[Polygon outlines for photos]
(begin)

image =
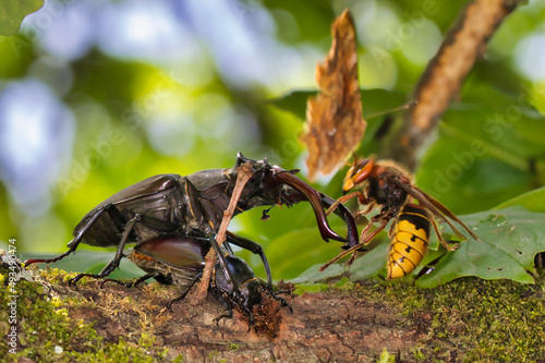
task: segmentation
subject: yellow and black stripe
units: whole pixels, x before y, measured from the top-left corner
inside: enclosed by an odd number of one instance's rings
[[[407,204],[396,221],[388,253],[388,278],[410,274],[422,262],[429,242],[431,216],[425,207]]]

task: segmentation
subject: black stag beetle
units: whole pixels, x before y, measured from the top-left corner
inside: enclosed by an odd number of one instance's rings
[[[144,241],[134,246],[128,258],[147,274],[131,281],[105,279],[102,283],[111,281],[131,288],[155,278],[161,283],[174,285],[182,289],[182,293],[169,302],[168,307],[171,308],[172,303],[183,300],[203,275],[205,256],[210,247],[216,251],[218,263],[213,270],[209,291],[227,310],[227,314],[218,316],[216,322],[219,323],[223,317],[232,317],[233,305],[237,305],[250,317],[249,329],[251,329],[254,326],[253,307],[262,303],[264,290],[279,300],[281,305],[291,310],[286,300],[276,297],[264,287],[242,258],[220,247],[214,235],[206,239],[162,234]]]
[[[68,243],[69,251],[50,259],[27,259],[25,264],[55,263],[74,252],[82,242],[100,247],[118,246],[113,259],[99,274],[80,274],[70,281],[75,283],[84,276],[106,278],[110,275],[119,267],[128,243],[138,244],[168,233],[204,238],[217,234],[239,168],[245,162],[251,164],[253,176],[244,185],[234,215],[258,206],[291,206],[307,201],[325,241],[347,242],[344,249],[358,244],[358,230],[350,210],[342,205],[335,210],[348,226],[347,241],[329,228],[324,211],[324,207],[330,207],[336,201],[295,177],[293,173],[298,170],[284,170],[270,165],[267,159],[252,160],[239,153],[234,167],[230,169],[203,170],[186,177],[155,176],[113,194],[75,227],[74,239]],[[264,218],[267,211],[264,211]],[[267,287],[272,289],[270,267],[262,246],[230,232],[226,242],[228,249],[232,243],[258,254],[267,274]]]

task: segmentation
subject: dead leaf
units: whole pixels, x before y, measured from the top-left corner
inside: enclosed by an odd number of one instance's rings
[[[316,65],[319,94],[306,102],[305,132],[308,179],[335,171],[354,152],[367,123],[362,117],[354,23],[348,10],[331,26],[331,49]]]

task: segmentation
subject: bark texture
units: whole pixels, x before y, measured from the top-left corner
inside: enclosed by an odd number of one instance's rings
[[[437,55],[429,61],[404,113],[403,126],[384,155],[414,169],[422,144],[436,128],[494,32],[520,0],[473,0],[459,14]]]

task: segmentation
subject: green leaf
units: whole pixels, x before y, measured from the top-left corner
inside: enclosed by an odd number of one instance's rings
[[[441,255],[443,257],[429,274],[416,280],[417,286],[433,288],[464,276],[511,279],[521,283],[534,281],[529,271],[534,269],[535,255],[545,251],[545,214],[510,207],[468,215],[460,219],[470,228],[473,227],[481,240],[463,241],[453,252],[446,252],[444,247],[438,251],[428,250],[421,266],[412,275],[417,275],[426,264]],[[355,259],[348,271],[341,263],[319,273],[318,268],[327,261],[323,259],[292,282],[330,282],[347,275],[352,281],[358,281],[376,276],[385,270],[388,244],[389,239],[377,241],[370,252]]]
[[[545,213],[545,186],[506,201],[498,205],[495,209],[507,208],[514,205],[521,205],[532,211]]]
[[[545,215],[523,208],[506,208],[461,218],[474,226],[481,241],[469,240],[448,253],[435,269],[416,280],[432,288],[464,276],[507,278],[522,283],[534,279],[534,257],[545,251]]]
[[[341,232],[342,229],[331,228]],[[322,240],[316,227],[289,231],[272,240],[265,253],[272,267],[275,278],[290,280],[300,276],[308,266],[318,265],[316,269],[335,257],[342,244],[337,241],[329,243]]]
[[[0,35],[15,35],[23,19],[44,7],[44,0],[2,0],[0,2]]]
[[[347,268],[341,266],[340,264],[332,264],[328,268],[326,268],[323,273],[319,271],[319,268],[324,264],[317,264],[310,268],[307,268],[303,274],[299,275],[298,278],[290,280],[292,283],[296,285],[308,285],[316,282],[325,282],[329,279],[338,279],[340,276],[344,274]]]

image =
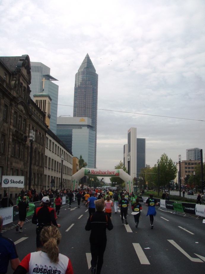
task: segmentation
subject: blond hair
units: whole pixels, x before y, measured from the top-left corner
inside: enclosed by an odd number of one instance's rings
[[[56,226],[45,226],[42,230],[40,239],[43,243],[42,250],[46,252],[50,262],[57,264],[58,262],[59,249],[58,245],[61,238],[61,234]]]
[[[105,201],[103,198],[101,198],[94,202],[96,211],[102,211],[105,207]]]
[[[107,198],[106,198],[106,200],[107,201],[109,201],[110,199],[110,196],[109,195],[108,195],[107,196]]]

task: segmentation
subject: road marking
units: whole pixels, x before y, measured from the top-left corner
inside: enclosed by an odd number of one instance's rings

(end)

Return every line in the rows above that contains the string "subject", copied as it appears.

subject: yellow and black stripe
subject: black stag beetle
subject: dead leaf
subject: bark texture
subject: green leaf
subject: blond hair
subject: road marking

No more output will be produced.